TASK 1: According to the passage about Alcatraz, on what date did the penitentiary close for good?
TASK 2: What outcomes does the passage about Alcatraz list for the thirty-six prisoners involved in escape attempts?
TASK 3: Carry on the passage about Alcatraz from its final sentence.

READING PASSAGE START

The penitentiary was closed for good on March 21, 1963. The prison closed because it was far more expensive to operate than other prisons of the time and the pollution problem since all sewage went directly into the bay from the approximately 250 inmates and 60 Bureau of Prison families that occupied the island. It was easier to build a new, traditional land-bound prison than to pay for all the upkeep and support the Alcatraz prison required.
In 1969, a group of Native Americans affiliated with the American Indian Movement attempted to reclaim the land, saying that an 1868 federal treaty allowed Native Americans to use all federal territory that the government was not actively using. After nearly two years of occupation, the government forced them off.
The island is also known as "The Rock," and it was featured in a movie of the same name.
During its 29 years of operation, the penitentiary never logged any officially successful escapes. In all attempts escapees were either shot dead or believed to be drowned in the frigid San Francisco Bay. Thirty-six prisoners were involved in attempts; seven were shot and killed, two drowned, five unaccounted for, the rest recaptured. Two prisoners made it off the island but were returned, one, in 1945 and one in 1962. Three escapees, Frank Morris and brothers John and Clarence Anglin, disappeared from their cells on June 11, 1962. This attempt, popularized in the motion picture Escape from Alcatraz, was among the most intricate ever devised. Though only some evidence was found that they died in their attempt, they are officially listed as "missing and presumed drowned." Plywood paddles and parts of a raft made from raincoats were found on Angel Island by the FBI. It is very likely that they did die in their attempt as, after all these years, no one has surfaced claiming to be or even to have seen the escapees.

READING PASSAGE END
INFORMATION GIVEN START

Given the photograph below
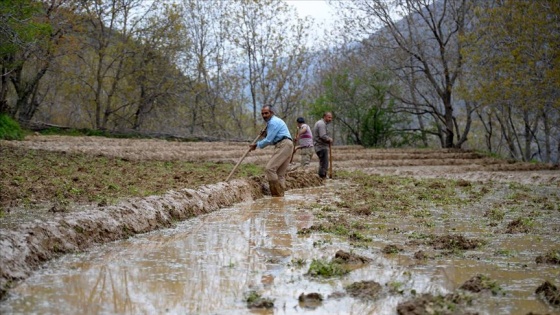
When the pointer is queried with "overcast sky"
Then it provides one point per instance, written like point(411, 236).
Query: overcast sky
point(318, 9)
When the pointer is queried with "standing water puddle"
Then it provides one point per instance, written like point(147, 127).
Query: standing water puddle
point(208, 264)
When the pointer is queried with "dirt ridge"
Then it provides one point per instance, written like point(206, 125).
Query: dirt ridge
point(26, 248)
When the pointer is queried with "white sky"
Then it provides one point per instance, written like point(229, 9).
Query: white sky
point(318, 10)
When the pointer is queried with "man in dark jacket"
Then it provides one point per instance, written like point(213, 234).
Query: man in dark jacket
point(321, 142)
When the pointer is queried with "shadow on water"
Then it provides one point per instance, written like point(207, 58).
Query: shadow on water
point(207, 265)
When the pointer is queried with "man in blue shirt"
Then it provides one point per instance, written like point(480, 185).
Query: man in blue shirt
point(277, 134)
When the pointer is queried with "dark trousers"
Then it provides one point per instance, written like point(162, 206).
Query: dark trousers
point(323, 155)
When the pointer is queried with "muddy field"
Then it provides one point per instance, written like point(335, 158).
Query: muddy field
point(433, 203)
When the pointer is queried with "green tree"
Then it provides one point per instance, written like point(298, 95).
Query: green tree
point(514, 63)
point(28, 40)
point(362, 105)
point(418, 41)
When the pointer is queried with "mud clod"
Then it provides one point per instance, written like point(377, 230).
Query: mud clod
point(364, 290)
point(551, 257)
point(550, 293)
point(350, 259)
point(310, 300)
point(454, 242)
point(450, 304)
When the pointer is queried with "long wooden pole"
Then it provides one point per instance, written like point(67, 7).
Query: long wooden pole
point(295, 145)
point(330, 160)
point(244, 155)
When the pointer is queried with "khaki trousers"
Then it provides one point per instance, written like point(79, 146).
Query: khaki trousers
point(306, 154)
point(277, 166)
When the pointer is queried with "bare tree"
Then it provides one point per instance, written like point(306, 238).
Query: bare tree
point(421, 38)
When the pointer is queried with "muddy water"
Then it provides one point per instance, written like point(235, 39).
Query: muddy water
point(206, 266)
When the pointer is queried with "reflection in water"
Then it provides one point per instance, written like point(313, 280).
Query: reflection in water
point(207, 264)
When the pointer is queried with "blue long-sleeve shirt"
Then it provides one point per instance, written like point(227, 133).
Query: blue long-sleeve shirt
point(276, 128)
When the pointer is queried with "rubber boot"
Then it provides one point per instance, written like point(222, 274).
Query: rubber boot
point(276, 189)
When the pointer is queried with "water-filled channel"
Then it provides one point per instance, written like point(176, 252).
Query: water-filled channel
point(208, 264)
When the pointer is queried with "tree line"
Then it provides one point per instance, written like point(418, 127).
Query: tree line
point(428, 73)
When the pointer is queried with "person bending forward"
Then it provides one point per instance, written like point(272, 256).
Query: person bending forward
point(278, 135)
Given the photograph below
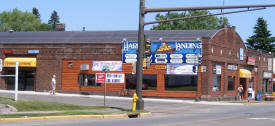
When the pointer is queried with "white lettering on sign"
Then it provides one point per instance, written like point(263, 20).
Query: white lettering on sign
point(161, 60)
point(176, 61)
point(176, 56)
point(161, 56)
point(180, 46)
point(131, 56)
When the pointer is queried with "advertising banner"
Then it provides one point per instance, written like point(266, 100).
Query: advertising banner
point(251, 60)
point(129, 52)
point(115, 78)
point(112, 65)
point(183, 69)
point(169, 52)
point(100, 77)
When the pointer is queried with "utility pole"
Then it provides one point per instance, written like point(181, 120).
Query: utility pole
point(142, 23)
point(140, 102)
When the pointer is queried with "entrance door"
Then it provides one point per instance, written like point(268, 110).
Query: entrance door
point(243, 83)
point(25, 80)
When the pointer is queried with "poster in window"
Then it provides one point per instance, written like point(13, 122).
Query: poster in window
point(112, 65)
point(115, 77)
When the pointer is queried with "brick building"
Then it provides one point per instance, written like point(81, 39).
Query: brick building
point(72, 56)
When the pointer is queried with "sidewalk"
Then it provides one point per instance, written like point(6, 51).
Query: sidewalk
point(126, 98)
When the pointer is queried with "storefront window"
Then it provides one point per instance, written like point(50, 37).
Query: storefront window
point(149, 81)
point(231, 83)
point(87, 80)
point(251, 82)
point(216, 82)
point(267, 86)
point(181, 82)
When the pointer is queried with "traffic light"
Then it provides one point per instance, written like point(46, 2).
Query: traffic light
point(147, 48)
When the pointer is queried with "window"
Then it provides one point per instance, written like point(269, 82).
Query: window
point(149, 81)
point(231, 83)
point(216, 78)
point(251, 80)
point(87, 80)
point(216, 83)
point(181, 82)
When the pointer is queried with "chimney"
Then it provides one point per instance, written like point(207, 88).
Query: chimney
point(60, 27)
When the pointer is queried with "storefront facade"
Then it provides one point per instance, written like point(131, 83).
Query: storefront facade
point(77, 59)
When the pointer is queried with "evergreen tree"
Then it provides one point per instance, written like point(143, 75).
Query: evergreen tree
point(206, 23)
point(53, 20)
point(262, 38)
point(35, 12)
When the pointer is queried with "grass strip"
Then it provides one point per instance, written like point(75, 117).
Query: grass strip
point(34, 105)
point(48, 114)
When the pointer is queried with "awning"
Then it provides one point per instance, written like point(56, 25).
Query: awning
point(244, 73)
point(23, 61)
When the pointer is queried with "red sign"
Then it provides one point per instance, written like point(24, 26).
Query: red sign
point(251, 60)
point(100, 77)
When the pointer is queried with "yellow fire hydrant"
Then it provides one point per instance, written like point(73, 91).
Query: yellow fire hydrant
point(135, 98)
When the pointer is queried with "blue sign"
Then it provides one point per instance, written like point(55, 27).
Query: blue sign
point(165, 52)
point(129, 52)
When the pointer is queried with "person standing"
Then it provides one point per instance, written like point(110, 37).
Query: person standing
point(240, 92)
point(249, 92)
point(53, 84)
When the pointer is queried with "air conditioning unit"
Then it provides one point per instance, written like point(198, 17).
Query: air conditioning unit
point(84, 67)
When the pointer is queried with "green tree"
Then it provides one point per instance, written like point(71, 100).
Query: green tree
point(262, 38)
point(53, 20)
point(18, 21)
point(35, 12)
point(205, 23)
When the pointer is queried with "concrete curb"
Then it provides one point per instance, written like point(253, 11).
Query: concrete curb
point(71, 117)
point(62, 117)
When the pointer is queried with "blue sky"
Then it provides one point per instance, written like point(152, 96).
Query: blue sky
point(123, 14)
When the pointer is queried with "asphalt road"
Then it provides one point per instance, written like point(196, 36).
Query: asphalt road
point(163, 114)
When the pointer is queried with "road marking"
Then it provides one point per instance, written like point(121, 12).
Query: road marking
point(262, 119)
point(198, 121)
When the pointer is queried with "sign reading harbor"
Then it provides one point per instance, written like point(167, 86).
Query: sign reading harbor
point(165, 52)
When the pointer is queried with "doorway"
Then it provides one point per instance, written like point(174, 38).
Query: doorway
point(26, 79)
point(243, 83)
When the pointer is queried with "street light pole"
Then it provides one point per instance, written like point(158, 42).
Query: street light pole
point(140, 102)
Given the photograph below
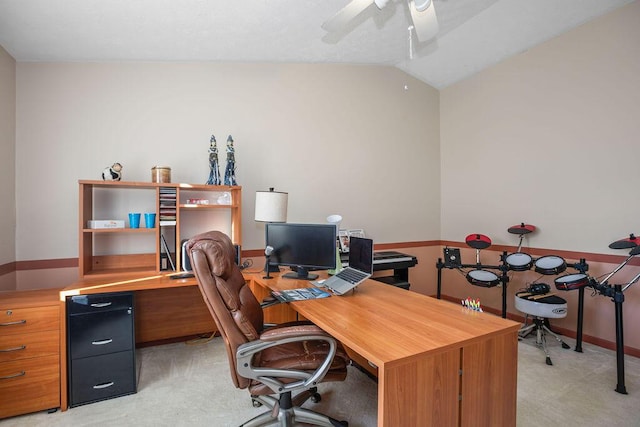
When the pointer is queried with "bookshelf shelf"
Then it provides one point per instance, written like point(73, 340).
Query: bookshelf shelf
point(140, 251)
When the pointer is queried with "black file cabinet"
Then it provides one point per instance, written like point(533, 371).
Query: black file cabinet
point(100, 347)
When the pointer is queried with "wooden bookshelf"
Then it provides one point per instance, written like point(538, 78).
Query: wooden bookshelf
point(98, 199)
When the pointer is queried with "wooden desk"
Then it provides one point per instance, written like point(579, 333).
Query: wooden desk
point(439, 364)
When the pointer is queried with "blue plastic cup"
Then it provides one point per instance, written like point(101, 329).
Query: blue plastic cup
point(134, 220)
point(149, 220)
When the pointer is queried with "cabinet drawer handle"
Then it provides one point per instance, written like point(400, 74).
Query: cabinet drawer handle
point(18, 322)
point(6, 350)
point(100, 304)
point(105, 385)
point(19, 374)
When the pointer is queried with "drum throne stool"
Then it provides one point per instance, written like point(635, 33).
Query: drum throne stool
point(540, 307)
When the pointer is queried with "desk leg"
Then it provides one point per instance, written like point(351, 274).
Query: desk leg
point(422, 391)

INFORMATION GIVEN END

EXERCISE RESPONSE 1: March 21, 1963.

EXERCISE RESPONSE 2: Seven were shot and killed, two drowned, five were unaccounted for, and the rest were recaptured.

EXERCISE RESPONSE 3:
In 2003, Jamie Hyneman and Adam Savage, the co-hosts of the television series MythBusters, sought to prove whether the escapees could have survived. Using similar materials to those used by the three convicts, they constructed an inflatable raft from a large quantity of rubber raincoats and made plywood paddles. Hyneman and Savage selected a date when the tide direction and rate matched that of the escape attempt. With another crew member standing in for the third prisoner, they were able to paddle with the outgoing tide to the Marin Headlands, near the North tower of the Golden Gate Bridge. Both Hyneman and Savage agreed, however, with the theory that the real prisoners did not survive.
Conversely, tests using the U.S. Army Corps of Engineers scale model of San Francisco Bay indicated that paddles or other debris thrown into the water from the landing location would be carried by the returning tide to Angel Island. This proved that escape was possible with the resources available to the escapees and provided an explanation for the location of the escape debris found by the FBI.